Start of Provided data
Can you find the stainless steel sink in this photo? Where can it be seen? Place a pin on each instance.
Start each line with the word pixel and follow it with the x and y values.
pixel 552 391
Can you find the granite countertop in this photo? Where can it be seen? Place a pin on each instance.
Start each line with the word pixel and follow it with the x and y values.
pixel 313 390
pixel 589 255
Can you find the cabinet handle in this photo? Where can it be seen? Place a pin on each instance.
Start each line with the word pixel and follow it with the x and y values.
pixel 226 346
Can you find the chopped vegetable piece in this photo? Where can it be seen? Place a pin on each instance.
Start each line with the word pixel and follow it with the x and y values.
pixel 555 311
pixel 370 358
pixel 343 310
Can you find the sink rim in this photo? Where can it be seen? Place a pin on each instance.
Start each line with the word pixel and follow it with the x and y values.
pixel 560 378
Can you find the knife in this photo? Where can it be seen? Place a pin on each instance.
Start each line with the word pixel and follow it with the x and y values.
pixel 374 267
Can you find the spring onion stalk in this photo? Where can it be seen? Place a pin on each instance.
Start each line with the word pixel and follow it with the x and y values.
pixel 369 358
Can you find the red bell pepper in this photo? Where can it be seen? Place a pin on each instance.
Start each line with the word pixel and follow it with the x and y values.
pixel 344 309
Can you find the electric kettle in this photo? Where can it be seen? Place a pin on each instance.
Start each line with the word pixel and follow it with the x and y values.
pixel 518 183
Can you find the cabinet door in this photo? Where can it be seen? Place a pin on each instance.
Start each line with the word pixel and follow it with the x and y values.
End of Provided data
* Aim of the exercise *
With no line omitted, copy all the data exactly.

* Response *
Can you find the stainless steel sink in this photo? Where can it be seen? Place a pin on each instance.
Start each line with the word pixel and follow it with the x and y values.
pixel 552 391
Can you find the granite countertop in this photo? Where can it be seen? Place a pin on each instance.
Start each line with the word pixel and follow it with the x and y values.
pixel 313 390
pixel 589 255
Can you find the cabinet handle in this photo? Where can it be seen? Place a pin on each instance.
Start each line with the word pixel and follow it with the x and y values.
pixel 226 346
Can you find the chopped vegetable piece in this photo? Where can it be seen? Place a pin on each instance.
Start each line with the word pixel and follow it with the x and y values.
pixel 555 311
pixel 370 358
pixel 343 310
Can you find the sink rim in this photo? Where can it be seen? Place a pin on each instance.
Start each line with the word pixel and follow it with the x and y values.
pixel 560 378
Can you find the knife in this photo? Where can it be seen? Place a pin on each instance.
Start each line with the word pixel and follow it with the x and y values.
pixel 374 267
Can you find the spring onion stalk in this photo? Where can it be seen? Place a pin on each instance.
Start each line with the word pixel and follow it with the x and y values.
pixel 369 358
Can you find the red bell pepper in this photo? Where can it be seen? Place a pin on each instance.
Start each line with the word pixel and follow it with the x and y values.
pixel 344 309
Can you find the electric kettle in this photo? Where can it be seen? Place a pin on each instance.
Start each line with the word pixel and follow it with the x and y values.
pixel 518 183
Can you find the cabinet door in this photo? Where can it be seen? Place a pin on each instance.
Start each line with the word pixel and follow it with the x and y values.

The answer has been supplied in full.